What is being asked> Please set down, exactly as written, the line containing "Can you see the entire foreground" and every line after it through the end of the records.

Dataset entries>
□ □ □ □

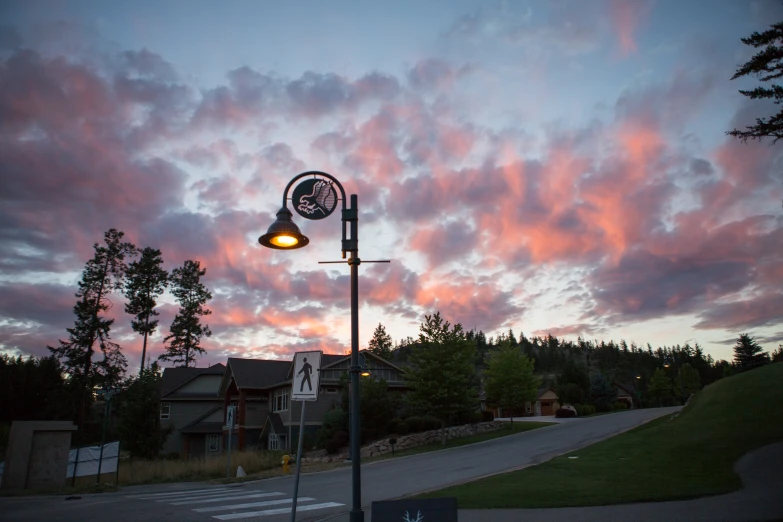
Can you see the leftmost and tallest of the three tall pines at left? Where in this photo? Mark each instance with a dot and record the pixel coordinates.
(102, 274)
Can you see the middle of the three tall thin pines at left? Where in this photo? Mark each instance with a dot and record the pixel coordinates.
(145, 281)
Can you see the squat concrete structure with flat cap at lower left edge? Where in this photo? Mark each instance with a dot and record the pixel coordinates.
(37, 454)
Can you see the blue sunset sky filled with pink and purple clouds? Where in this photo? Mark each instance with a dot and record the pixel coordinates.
(546, 167)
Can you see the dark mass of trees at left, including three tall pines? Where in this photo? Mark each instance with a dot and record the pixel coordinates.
(63, 385)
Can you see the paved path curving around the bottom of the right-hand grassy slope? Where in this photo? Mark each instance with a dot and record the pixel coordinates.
(761, 498)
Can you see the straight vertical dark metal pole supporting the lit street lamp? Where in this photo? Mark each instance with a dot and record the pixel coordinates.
(357, 515)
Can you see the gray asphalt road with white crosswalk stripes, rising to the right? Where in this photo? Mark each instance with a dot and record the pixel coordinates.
(328, 494)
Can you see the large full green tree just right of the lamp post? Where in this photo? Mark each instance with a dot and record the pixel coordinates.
(441, 376)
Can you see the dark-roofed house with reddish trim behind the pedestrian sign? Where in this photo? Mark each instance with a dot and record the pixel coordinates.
(261, 390)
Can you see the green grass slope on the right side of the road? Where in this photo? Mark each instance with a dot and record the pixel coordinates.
(679, 456)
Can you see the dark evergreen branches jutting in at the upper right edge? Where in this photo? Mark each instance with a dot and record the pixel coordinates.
(766, 65)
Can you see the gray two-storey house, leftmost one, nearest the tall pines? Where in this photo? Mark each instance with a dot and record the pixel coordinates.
(191, 406)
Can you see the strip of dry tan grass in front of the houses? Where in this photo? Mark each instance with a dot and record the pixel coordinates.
(155, 471)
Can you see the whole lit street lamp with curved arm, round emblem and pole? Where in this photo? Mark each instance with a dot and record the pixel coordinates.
(316, 198)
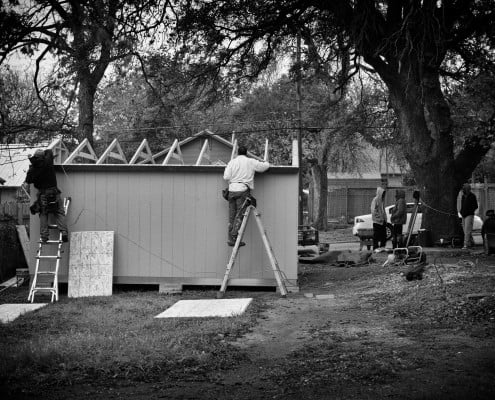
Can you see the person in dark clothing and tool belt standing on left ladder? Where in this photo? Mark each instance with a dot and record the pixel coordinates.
(42, 175)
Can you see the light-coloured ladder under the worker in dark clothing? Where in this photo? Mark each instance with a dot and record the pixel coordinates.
(45, 278)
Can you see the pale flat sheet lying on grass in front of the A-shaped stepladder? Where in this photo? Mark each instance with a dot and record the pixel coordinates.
(206, 308)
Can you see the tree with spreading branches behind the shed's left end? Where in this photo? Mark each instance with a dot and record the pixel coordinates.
(82, 36)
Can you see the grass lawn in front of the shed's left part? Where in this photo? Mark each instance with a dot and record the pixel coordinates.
(112, 337)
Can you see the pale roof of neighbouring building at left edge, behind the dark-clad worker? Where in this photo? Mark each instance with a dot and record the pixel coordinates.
(14, 163)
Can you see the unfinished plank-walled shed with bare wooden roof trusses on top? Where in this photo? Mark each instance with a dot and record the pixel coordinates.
(170, 220)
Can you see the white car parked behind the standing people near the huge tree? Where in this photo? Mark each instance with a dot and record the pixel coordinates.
(363, 224)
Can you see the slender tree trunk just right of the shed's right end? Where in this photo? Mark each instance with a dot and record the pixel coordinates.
(320, 195)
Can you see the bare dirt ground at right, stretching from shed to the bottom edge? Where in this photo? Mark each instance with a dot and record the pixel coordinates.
(351, 333)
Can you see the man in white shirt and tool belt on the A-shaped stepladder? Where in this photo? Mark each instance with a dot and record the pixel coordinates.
(240, 174)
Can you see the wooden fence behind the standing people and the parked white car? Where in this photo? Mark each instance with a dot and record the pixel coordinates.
(346, 203)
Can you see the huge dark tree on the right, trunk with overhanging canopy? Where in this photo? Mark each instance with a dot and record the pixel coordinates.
(409, 44)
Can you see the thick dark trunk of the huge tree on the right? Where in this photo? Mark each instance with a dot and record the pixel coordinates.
(426, 133)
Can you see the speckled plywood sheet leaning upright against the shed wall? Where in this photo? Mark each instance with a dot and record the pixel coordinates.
(91, 263)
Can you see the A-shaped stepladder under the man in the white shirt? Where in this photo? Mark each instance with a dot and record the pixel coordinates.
(273, 261)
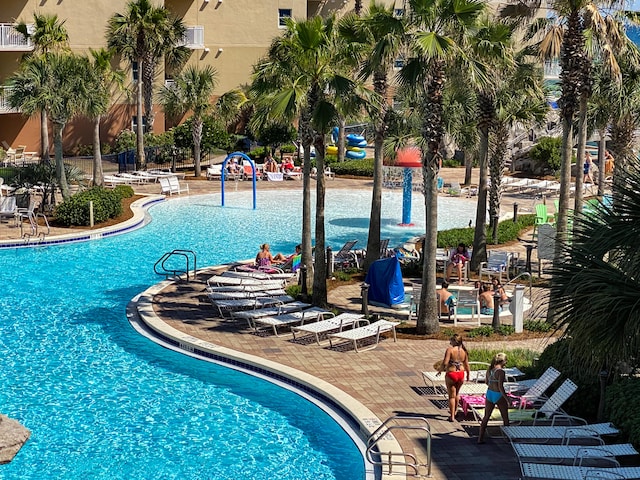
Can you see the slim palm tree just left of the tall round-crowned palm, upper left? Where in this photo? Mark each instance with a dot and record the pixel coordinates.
(103, 79)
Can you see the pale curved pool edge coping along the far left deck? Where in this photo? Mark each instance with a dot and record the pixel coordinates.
(138, 220)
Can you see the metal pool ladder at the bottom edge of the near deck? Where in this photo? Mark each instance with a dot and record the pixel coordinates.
(389, 460)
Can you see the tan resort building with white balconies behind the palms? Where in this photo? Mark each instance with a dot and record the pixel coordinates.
(229, 35)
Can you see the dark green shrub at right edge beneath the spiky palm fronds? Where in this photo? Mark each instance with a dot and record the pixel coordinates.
(618, 407)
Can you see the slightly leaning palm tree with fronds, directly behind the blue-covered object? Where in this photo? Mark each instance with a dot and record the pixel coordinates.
(382, 33)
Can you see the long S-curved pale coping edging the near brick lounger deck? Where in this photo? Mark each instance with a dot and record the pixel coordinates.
(141, 306)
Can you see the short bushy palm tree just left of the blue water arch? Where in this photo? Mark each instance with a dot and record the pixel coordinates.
(191, 92)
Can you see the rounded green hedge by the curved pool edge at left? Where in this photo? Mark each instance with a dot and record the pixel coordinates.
(75, 210)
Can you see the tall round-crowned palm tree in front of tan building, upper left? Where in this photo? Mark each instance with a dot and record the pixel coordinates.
(142, 35)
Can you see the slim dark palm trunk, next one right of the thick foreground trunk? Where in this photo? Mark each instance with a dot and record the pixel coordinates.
(479, 253)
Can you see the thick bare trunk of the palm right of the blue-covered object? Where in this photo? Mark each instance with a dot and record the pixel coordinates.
(427, 321)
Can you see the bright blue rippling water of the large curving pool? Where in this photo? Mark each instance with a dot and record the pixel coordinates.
(103, 402)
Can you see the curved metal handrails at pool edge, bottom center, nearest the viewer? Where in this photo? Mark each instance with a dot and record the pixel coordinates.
(385, 429)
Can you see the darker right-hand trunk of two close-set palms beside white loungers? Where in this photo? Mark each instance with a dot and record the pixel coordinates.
(320, 272)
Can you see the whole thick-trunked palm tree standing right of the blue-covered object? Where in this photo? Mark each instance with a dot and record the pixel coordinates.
(439, 33)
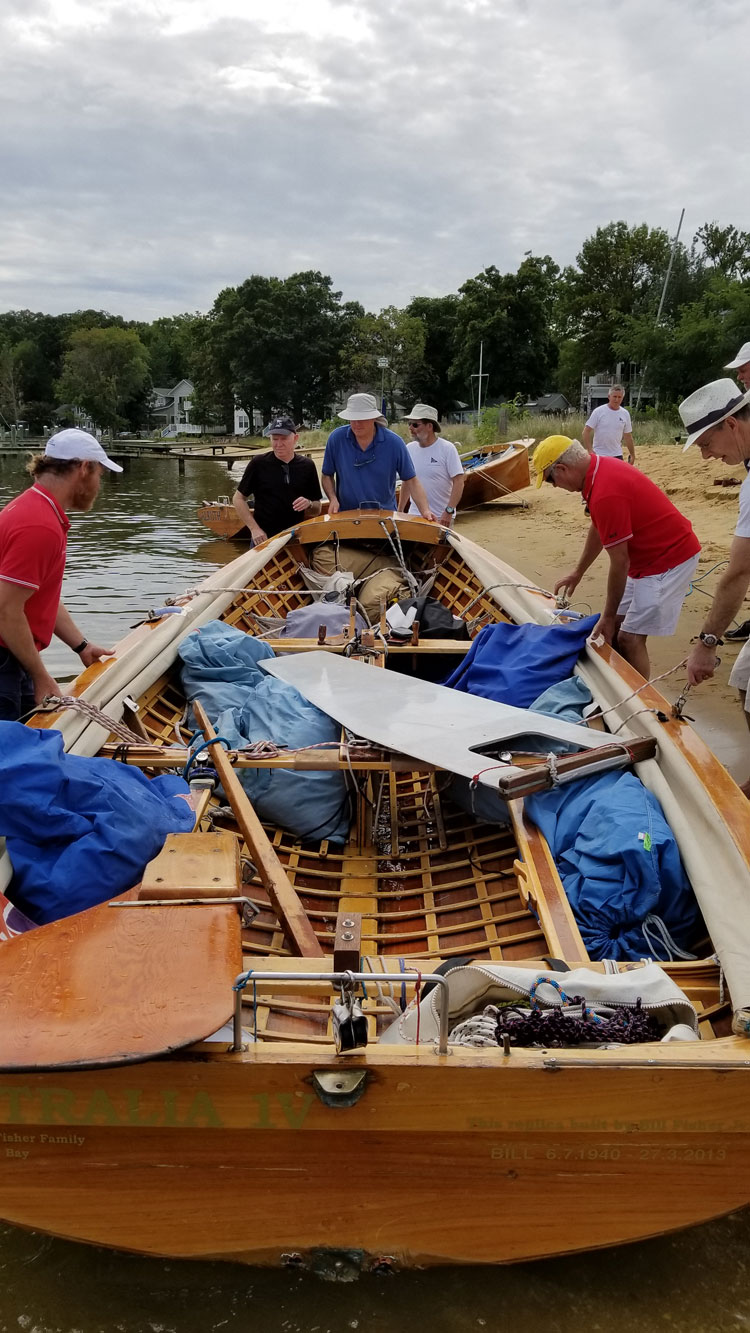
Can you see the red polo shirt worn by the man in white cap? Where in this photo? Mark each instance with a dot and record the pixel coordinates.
(34, 535)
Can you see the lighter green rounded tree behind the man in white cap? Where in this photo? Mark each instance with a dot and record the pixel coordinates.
(106, 373)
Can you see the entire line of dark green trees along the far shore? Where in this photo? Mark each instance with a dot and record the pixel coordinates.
(295, 345)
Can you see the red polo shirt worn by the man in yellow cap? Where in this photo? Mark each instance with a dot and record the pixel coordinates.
(625, 506)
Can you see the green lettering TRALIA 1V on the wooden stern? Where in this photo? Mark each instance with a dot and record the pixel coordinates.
(133, 1107)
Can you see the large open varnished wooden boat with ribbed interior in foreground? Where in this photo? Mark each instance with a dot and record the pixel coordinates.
(330, 1152)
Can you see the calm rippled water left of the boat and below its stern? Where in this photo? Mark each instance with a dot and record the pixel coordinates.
(142, 543)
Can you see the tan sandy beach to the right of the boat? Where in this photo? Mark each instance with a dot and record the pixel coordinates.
(542, 533)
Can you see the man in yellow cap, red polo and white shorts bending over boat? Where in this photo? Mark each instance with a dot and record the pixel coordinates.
(652, 547)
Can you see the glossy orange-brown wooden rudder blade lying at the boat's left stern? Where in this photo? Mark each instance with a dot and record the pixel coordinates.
(123, 982)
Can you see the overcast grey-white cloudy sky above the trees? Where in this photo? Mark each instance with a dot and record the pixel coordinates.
(157, 151)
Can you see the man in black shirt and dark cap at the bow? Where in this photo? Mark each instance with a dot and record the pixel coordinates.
(286, 487)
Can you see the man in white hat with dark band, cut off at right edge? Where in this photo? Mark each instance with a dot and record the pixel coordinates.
(717, 419)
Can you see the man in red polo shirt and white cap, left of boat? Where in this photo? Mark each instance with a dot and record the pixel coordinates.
(34, 531)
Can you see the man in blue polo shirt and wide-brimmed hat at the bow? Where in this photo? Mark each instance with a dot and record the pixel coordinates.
(363, 461)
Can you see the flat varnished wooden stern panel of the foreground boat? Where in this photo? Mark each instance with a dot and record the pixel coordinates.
(239, 1159)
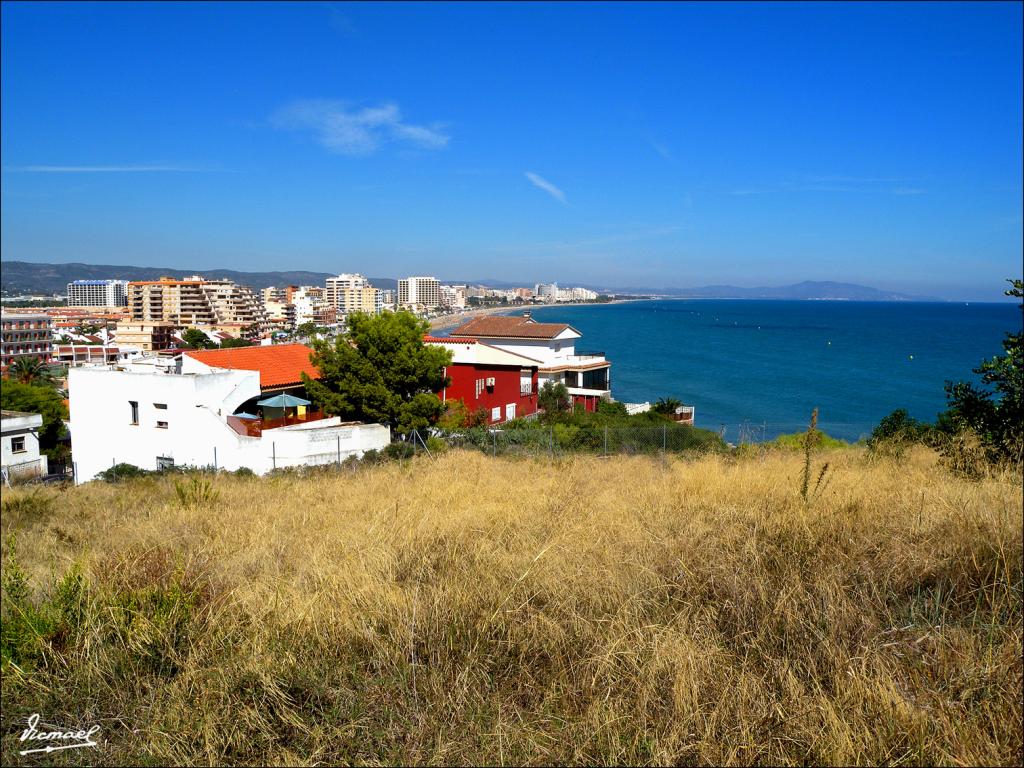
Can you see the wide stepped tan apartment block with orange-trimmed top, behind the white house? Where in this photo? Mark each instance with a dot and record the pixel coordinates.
(196, 302)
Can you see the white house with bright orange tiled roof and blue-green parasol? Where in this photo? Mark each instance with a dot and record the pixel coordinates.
(200, 410)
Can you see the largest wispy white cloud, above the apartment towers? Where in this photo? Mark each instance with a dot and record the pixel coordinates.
(349, 131)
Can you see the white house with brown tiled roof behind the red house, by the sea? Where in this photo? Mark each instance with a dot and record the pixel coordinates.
(586, 375)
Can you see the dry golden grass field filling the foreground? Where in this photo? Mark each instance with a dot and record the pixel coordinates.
(470, 610)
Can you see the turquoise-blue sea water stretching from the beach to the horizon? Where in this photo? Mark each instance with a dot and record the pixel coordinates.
(758, 368)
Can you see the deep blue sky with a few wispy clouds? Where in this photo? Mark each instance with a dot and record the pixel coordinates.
(602, 144)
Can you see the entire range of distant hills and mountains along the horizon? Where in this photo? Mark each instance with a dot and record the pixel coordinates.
(21, 278)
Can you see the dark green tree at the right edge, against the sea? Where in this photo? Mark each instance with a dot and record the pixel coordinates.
(996, 411)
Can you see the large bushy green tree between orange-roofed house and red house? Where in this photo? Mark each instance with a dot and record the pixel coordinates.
(380, 371)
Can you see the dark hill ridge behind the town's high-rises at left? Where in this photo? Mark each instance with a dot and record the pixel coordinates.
(18, 278)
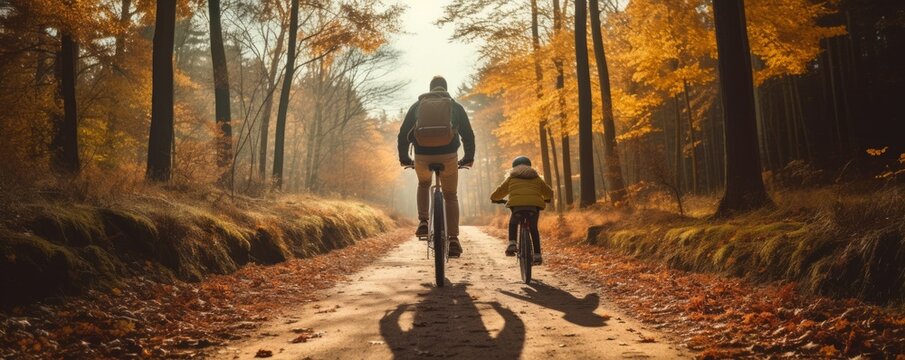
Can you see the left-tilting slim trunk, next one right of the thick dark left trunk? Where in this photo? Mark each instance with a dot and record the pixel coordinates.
(221, 91)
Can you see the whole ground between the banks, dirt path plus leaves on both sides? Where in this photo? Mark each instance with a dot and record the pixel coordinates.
(588, 303)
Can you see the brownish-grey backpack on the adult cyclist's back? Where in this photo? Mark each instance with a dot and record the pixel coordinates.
(433, 120)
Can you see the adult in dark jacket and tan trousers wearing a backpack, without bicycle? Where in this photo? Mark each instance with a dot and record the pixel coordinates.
(437, 126)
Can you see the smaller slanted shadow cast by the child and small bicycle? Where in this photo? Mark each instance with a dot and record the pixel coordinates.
(577, 311)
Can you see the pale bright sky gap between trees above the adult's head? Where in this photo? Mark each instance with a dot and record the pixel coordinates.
(427, 51)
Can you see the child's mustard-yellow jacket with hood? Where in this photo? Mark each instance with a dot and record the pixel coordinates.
(524, 188)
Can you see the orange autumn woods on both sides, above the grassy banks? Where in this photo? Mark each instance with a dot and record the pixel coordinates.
(291, 95)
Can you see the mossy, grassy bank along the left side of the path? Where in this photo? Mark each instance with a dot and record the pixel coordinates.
(58, 243)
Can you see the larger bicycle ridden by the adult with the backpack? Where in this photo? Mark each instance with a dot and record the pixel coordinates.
(437, 239)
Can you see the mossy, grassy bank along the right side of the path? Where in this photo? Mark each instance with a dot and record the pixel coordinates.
(840, 241)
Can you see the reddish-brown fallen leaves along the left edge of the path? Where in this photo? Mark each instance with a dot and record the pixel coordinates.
(144, 318)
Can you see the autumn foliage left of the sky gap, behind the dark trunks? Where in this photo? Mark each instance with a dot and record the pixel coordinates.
(339, 82)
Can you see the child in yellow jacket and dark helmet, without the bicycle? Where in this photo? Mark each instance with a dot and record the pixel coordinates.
(526, 191)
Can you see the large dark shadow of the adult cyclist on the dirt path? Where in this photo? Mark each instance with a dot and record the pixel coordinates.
(449, 323)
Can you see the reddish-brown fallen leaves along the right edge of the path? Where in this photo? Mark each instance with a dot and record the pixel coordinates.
(728, 317)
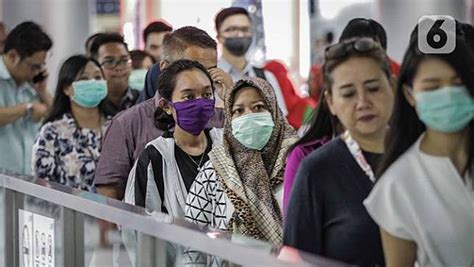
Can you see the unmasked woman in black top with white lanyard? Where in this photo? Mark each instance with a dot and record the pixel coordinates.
(325, 215)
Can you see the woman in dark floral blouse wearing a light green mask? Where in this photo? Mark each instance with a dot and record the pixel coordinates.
(68, 145)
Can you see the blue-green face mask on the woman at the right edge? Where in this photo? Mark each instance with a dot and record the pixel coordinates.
(448, 109)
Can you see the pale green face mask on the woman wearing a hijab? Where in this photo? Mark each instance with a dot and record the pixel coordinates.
(253, 130)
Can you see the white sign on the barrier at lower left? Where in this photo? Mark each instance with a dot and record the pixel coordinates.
(36, 234)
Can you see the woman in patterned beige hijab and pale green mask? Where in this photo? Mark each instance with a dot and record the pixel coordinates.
(240, 187)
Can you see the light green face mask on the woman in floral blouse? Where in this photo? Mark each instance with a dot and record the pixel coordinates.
(89, 93)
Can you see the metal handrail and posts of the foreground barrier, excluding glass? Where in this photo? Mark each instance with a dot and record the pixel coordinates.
(160, 228)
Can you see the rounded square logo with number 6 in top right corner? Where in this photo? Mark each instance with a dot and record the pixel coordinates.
(436, 34)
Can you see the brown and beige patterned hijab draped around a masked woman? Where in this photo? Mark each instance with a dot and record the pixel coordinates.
(249, 176)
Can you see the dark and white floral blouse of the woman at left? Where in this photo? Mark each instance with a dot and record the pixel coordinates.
(67, 154)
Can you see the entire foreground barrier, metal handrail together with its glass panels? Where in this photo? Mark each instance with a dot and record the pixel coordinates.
(46, 224)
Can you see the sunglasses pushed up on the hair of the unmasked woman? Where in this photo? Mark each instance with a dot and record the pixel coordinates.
(341, 50)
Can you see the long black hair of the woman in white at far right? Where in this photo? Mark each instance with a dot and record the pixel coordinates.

□ □ □ □

Solution>
Can you see the entire foreground barrier, metal handrail together with its glass panels? Where in this photo? Mark each instance with a dot and record the pixel coordinates.
(46, 224)
Can you see the sunglasses pushed up on the hair of the unmasked woman? Where in this photo? Mark each instance with a dot and record the pixel coordinates.
(341, 50)
Can you see the long black hair of the woman in white at far right? Where in this photo? Mark each instance with a dot and record the pixel coordinates.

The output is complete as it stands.